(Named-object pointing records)

***

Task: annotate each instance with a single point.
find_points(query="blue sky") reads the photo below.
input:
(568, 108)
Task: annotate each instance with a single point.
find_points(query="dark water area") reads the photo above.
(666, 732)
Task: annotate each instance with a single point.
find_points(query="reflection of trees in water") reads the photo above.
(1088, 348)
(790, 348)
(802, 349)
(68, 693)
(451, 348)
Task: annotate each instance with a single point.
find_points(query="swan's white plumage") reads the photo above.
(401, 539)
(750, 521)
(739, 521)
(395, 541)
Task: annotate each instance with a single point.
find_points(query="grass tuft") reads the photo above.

***

STATED PROBLEM - Please rewrite every line of the entries above as a numbered list, leaving out any blank lines.

RESULT BELOW -
1. Task: annotate each instance with a single point.
2. find_points(query="blue sky") reads the photo below.
3. input:
4. (568, 108)
5. Task: annotate each instance with a single point.
6. find_points(query="dark water area") reads the photo above.
7. (666, 732)
8. Task: annotate each instance with a single point.
9. find_points(query="reflection of trees in water") reads the photo above.
10. (1088, 348)
11. (790, 348)
12. (802, 349)
13. (68, 693)
14. (451, 348)
15. Task: annotate each instance with a single point.
16. find_points(query="swan's white plumage") reads the photo above.
17. (401, 539)
18. (750, 521)
19. (739, 521)
20. (395, 541)
21. Task: annotate each instance with a single point.
22. find_points(query="grass tuft") reads the photo above.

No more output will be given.